▶ Task directions: Look in the data below for the line that contains "of the gray". Copy that line and the remaining lines exactly.

▶ Data excerpts:
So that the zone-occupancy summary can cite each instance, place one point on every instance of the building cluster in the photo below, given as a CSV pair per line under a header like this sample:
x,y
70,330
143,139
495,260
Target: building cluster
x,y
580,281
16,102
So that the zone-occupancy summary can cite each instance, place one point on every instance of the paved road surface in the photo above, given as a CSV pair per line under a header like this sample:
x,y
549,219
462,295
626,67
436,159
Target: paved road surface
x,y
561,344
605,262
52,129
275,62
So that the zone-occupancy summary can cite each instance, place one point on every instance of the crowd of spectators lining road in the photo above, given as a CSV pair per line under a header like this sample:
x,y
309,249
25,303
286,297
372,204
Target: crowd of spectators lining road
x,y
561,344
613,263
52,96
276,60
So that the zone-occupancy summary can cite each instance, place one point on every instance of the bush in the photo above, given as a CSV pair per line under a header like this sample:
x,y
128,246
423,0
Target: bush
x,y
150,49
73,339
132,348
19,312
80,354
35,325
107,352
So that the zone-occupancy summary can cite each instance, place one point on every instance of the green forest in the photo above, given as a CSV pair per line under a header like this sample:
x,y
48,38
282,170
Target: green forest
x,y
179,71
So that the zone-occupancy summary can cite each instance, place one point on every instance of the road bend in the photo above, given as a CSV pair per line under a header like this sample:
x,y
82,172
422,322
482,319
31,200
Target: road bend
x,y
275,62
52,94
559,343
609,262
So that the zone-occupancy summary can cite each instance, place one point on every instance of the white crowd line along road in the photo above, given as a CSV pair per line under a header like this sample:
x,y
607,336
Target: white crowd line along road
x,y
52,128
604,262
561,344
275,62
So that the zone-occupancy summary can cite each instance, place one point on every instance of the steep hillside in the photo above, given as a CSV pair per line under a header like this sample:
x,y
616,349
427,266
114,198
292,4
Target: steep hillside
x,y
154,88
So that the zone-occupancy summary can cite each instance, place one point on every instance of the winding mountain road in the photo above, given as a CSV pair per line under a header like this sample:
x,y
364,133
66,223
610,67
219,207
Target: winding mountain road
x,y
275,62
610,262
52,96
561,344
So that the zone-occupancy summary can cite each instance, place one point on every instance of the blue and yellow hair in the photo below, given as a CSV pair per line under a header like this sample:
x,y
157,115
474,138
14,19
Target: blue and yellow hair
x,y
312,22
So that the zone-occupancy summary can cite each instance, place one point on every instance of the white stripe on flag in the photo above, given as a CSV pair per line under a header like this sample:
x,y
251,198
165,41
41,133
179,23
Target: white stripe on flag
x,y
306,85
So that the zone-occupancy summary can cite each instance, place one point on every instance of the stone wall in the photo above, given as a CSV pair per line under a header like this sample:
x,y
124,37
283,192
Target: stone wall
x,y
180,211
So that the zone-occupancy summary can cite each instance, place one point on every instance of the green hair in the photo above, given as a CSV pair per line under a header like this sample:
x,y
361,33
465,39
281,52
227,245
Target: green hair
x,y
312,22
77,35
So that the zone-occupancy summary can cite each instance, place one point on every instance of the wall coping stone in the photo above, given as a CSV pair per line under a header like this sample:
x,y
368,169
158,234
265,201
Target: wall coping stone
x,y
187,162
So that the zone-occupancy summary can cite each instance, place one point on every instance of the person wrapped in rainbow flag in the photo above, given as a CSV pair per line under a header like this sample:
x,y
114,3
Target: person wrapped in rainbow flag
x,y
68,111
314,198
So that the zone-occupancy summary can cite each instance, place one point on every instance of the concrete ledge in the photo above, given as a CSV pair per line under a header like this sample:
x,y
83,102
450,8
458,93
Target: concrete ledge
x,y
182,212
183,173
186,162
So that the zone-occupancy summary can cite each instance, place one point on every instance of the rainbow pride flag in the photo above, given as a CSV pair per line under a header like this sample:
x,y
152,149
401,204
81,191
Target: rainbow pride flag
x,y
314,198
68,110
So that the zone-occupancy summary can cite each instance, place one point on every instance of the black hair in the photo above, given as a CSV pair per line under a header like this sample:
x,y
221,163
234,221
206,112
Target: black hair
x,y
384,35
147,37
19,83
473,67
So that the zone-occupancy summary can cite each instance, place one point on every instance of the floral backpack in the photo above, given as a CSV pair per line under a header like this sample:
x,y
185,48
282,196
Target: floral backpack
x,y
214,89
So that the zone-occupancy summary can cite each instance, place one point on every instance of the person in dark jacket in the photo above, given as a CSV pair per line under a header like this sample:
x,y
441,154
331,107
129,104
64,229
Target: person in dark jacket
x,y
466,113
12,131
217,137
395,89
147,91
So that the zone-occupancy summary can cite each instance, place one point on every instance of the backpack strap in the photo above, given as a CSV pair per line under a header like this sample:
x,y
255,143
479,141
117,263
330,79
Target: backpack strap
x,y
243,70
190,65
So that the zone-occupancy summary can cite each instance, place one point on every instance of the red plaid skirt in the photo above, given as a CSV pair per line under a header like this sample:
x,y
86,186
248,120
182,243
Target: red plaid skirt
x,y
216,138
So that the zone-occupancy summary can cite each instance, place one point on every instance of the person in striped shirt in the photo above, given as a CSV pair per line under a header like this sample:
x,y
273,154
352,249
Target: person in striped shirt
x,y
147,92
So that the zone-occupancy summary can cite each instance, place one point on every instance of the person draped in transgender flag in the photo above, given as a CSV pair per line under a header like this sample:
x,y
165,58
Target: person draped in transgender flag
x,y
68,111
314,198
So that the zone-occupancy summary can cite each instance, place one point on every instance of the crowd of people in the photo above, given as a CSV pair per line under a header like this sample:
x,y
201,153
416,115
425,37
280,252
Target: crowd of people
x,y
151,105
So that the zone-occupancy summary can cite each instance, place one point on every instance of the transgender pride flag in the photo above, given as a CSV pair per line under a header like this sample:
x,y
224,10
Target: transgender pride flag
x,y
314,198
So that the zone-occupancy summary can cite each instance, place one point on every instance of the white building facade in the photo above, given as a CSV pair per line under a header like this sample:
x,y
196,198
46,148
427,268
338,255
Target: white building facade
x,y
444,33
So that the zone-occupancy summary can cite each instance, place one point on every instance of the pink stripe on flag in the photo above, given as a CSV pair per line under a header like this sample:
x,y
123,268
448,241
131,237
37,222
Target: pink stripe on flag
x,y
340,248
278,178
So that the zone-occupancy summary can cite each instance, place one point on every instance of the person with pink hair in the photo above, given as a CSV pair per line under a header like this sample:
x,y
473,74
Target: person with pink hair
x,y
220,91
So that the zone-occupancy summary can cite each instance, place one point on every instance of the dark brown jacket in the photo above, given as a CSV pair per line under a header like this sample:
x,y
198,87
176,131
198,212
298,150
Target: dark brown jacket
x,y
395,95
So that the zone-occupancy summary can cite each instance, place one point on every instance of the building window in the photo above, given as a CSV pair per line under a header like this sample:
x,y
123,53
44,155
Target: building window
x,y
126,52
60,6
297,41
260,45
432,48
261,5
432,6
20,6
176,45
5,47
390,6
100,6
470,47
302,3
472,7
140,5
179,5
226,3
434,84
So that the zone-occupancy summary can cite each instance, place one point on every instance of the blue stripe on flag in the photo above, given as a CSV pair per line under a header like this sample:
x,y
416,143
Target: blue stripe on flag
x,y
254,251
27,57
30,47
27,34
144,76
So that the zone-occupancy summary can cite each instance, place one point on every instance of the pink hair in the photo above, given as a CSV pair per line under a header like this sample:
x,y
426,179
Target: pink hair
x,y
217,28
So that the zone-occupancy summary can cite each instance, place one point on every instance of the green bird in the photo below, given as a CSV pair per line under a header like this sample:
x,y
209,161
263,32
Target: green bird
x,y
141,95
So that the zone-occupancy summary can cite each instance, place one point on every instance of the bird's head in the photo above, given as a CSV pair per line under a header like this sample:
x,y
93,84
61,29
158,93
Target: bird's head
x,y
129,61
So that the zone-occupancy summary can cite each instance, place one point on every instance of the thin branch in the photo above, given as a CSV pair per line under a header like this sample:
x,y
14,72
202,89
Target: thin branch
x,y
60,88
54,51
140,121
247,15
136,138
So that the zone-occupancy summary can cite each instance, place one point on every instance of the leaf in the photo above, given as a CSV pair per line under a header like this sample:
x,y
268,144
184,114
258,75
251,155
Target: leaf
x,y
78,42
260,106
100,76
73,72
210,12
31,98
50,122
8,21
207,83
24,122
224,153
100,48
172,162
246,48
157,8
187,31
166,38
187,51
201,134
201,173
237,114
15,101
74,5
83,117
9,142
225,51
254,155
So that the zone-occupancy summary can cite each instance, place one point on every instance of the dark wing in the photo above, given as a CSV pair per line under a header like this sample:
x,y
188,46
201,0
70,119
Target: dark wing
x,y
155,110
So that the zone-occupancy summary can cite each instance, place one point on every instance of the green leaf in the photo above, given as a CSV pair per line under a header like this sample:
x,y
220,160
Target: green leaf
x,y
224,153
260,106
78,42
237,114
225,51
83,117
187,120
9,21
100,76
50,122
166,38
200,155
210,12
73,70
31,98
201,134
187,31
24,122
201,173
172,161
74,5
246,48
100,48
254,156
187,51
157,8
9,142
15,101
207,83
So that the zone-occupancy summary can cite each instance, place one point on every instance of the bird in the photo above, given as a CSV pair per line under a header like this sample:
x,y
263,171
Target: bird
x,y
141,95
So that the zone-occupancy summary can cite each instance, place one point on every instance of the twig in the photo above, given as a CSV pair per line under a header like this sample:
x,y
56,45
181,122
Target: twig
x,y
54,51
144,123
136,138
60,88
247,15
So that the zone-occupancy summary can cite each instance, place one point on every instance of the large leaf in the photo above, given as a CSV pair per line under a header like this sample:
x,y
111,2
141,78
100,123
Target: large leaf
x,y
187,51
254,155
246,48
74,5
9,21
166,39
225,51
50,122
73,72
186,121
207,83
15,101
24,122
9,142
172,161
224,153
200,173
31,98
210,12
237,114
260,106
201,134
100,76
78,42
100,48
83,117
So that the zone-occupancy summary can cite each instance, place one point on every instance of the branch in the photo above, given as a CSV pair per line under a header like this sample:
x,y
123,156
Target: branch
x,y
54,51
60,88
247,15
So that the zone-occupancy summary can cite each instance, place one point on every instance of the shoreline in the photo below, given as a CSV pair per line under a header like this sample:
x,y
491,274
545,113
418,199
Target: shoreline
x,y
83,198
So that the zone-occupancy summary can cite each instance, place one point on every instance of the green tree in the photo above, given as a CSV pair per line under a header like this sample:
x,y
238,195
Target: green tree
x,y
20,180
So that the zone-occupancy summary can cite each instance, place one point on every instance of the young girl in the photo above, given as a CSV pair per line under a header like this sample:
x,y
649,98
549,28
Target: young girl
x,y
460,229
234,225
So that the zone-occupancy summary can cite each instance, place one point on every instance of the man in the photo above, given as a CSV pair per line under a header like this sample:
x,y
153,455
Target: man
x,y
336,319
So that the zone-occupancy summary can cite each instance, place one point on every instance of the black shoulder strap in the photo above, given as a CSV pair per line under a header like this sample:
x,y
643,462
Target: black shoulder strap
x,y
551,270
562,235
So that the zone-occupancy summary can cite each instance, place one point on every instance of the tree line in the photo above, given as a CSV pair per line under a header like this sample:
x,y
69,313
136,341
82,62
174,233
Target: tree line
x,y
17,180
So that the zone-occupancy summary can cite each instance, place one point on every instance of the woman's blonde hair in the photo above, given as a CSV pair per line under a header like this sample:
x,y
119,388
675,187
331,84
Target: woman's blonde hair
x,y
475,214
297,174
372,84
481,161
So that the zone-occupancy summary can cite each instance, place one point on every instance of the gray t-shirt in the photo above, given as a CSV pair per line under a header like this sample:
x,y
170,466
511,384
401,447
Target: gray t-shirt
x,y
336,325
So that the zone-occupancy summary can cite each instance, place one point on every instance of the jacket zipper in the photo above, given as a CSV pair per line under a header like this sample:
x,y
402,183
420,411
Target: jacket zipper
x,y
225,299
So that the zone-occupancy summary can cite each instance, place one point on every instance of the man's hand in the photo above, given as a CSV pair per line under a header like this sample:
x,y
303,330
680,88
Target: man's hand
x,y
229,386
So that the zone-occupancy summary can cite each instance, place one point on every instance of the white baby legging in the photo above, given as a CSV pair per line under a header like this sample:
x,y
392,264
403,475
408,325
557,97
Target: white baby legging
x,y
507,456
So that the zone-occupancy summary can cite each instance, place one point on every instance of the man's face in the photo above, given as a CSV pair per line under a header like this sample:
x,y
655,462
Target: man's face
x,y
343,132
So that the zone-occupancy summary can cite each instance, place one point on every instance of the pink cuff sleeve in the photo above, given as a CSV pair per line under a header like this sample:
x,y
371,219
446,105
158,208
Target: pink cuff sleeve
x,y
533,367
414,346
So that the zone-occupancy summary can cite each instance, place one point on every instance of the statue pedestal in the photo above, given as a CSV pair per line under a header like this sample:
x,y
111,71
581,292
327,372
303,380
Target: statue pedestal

▶ Expected output:
So that the zone-occupancy summary can cite each instance, place one point on every instance of the gray t-shirt in the photo above, given as a CSV pair per line under a header like this sample:
x,y
170,466
511,384
401,447
Target: gray t-shirt
x,y
336,325
So that the zone-occupancy summary can cite each instance, place one point on every instance of the jacket zipper in the photo above, given as a CSV pair per line under a header like this sample:
x,y
402,183
420,411
Target: jacket zipper
x,y
225,299
So that the zone-occupancy summary can cite each instance, place one point on every instance of the man's hand in the photo above, given as a CSV pair per line under a header like this sample:
x,y
303,330
680,88
Target: man's hand
x,y
229,386
So that the zone-occupancy summary can cite each instance, place one point on every instance of the white baby legging in the photo above, given as a CSV pair per line under a header like this sample:
x,y
392,264
403,475
408,325
557,97
Target: white baby legging
x,y
507,456
So that the zone-occupancy summary can cite each instance, place one point on every instance of the man's face in the photo above, given as a CSV pair per line under a header like this sample:
x,y
655,462
Target: man's face
x,y
343,132
So that the zone-occupancy summary can cite each instance, place one point on every instance of the pink cuff sleeve in the photo above, given as a CSV pair per line under a header like this sample:
x,y
371,219
446,105
158,208
Target: pink cuff sleeve
x,y
533,367
414,346
So that the zone-occupancy summary can cite each instance, place one point on every instance of the statue pedestal in the photo above, given as a CSV pair per line under a header like this sample:
x,y
111,71
581,292
327,372
303,380
Target: statue pedestal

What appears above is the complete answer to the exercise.